▶ _Try it_
Reproduce the data below word for word, leaving out the pictures.

(Source records)

*****

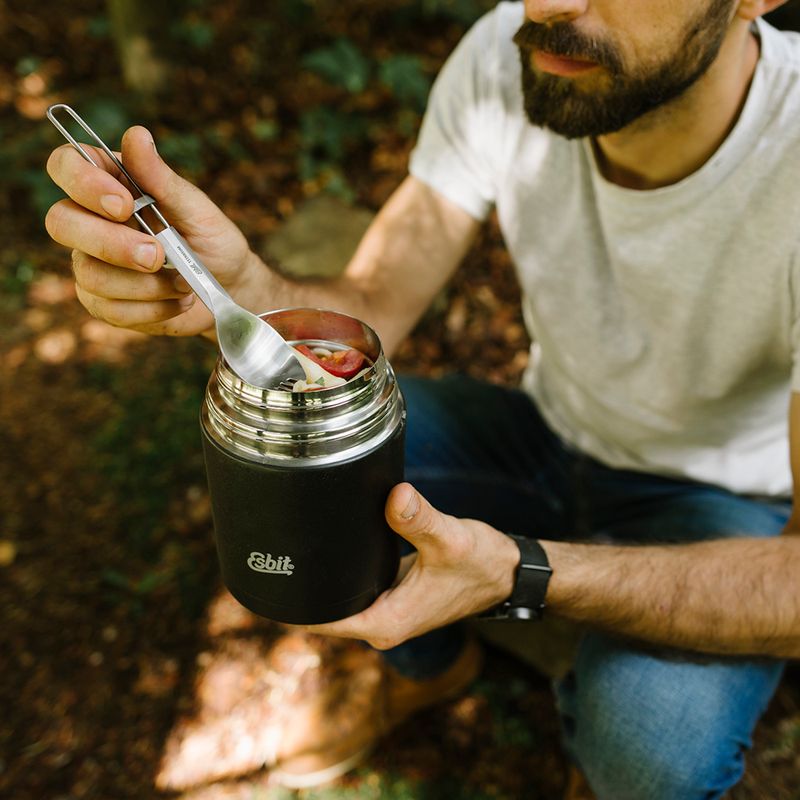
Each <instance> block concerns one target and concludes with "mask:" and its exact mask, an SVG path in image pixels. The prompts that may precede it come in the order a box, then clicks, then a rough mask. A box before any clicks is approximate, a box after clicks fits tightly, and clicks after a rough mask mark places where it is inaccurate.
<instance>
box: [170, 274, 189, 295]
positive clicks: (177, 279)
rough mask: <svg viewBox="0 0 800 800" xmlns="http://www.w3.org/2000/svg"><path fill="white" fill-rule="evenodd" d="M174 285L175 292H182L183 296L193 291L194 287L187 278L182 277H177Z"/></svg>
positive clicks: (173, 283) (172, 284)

*****

▶ _Exercise output_
Each <instance> block concerns one target and concludes with "mask:" and its exact mask, an SVG path in image pixels. The prompts that may precede it come in the order a box, then clicks, then a rough mask. A box before any clicks is approximate, a box after clicks fits tightly, and clicks after a rough mask mark places where it is inaccurate.
<instance>
box: [170, 274, 189, 295]
positive clicks: (177, 279)
rough mask: <svg viewBox="0 0 800 800" xmlns="http://www.w3.org/2000/svg"><path fill="white" fill-rule="evenodd" d="M174 285L175 292H182L183 296L193 291L194 287L187 278L182 277H177Z"/></svg>
positive clicks: (173, 283) (172, 284)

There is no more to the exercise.